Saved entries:
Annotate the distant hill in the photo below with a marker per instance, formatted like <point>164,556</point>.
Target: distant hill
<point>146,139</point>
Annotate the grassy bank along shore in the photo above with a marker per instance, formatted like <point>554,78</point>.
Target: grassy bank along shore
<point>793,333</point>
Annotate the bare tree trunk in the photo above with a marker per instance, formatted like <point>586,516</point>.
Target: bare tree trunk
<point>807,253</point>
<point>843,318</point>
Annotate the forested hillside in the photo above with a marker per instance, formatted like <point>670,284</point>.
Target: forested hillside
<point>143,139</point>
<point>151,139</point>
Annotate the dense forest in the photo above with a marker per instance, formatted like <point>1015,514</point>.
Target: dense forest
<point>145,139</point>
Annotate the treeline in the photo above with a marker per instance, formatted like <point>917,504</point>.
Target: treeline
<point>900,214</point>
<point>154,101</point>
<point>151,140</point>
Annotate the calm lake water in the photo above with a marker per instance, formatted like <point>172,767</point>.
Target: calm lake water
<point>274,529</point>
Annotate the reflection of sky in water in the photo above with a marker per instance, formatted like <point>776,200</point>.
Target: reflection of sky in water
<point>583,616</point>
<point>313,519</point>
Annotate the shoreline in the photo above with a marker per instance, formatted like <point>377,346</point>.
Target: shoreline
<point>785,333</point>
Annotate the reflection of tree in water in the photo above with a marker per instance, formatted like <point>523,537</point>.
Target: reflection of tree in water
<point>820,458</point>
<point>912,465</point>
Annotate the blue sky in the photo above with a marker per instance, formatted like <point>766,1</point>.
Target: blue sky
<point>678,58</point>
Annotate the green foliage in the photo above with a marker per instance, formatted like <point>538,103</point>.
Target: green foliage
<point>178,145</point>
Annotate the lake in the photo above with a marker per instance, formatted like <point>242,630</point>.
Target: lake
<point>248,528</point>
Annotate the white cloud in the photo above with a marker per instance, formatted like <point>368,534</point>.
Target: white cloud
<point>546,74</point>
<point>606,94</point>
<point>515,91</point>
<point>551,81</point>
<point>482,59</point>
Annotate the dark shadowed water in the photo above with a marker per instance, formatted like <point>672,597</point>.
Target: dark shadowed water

§ PROBLEM
Repeat the data exactly. Leave nothing out.

§ WRITTEN RESPONSE
Annotate the distant hill in the photo below with a marker per instance, formatted like <point>164,556</point>.
Target: distant hill
<point>146,139</point>
Annotate the grassy bank along shore in the photo above with a marker per instance, formatted like <point>554,78</point>.
Target: grassy bank along shore
<point>793,333</point>
Annotate the bare tree trunk in the photo above with a marker per instance, formatted like <point>586,516</point>.
Target: bare tree trunk
<point>807,253</point>
<point>843,318</point>
Annotate the forested hillside in the photo above with a marker per instance, formatted like <point>670,284</point>.
Target: forested hillside
<point>143,139</point>
<point>151,139</point>
Annotate the dense forest in the photo above with a marker per instance, formatted like <point>1015,514</point>.
Target: dense forest
<point>145,139</point>
Annotate the treeline in the photo above with a marker per instance, formatted like <point>917,504</point>.
Target: treeline
<point>900,214</point>
<point>154,101</point>
<point>151,140</point>
Annotate the calm lake water in the photo above with a marker per instance, formatted like <point>172,767</point>.
Target: calm lake water
<point>274,529</point>
Annotate the reflection of sky in water in the photo above with a marker per instance, formatted like <point>776,200</point>.
Target: reflection of sky in water
<point>583,616</point>
<point>313,519</point>
Annotate the shoreline in the photo above with a marker per instance, formatted like <point>377,346</point>.
Target: shoreline
<point>785,333</point>
Annotate the reflection of tree in water in the photo above with a marker per instance, formatted like <point>523,537</point>.
Target: reflection of tree in water
<point>820,458</point>
<point>912,465</point>
Annotate the blue sky in the photo above with a marker per instance, formatted like <point>766,1</point>.
Target: blue sky
<point>678,58</point>
Annotate the green foliage in the photo above with a marker per instance, formatted like <point>538,103</point>.
Target: green foliage
<point>178,145</point>
Annotate the lake in the photo above with a marker per instance, formatted like <point>242,630</point>.
Target: lake
<point>248,528</point>
Annotate the white cloud in the photo above with a marker per instance, formatted like <point>368,534</point>.
Target: white cloud
<point>546,74</point>
<point>606,94</point>
<point>515,91</point>
<point>551,81</point>
<point>482,59</point>
Annotate the dark shadowed water in the photo above with a marker per instance, formatted like <point>672,597</point>.
Target: dark shadowed water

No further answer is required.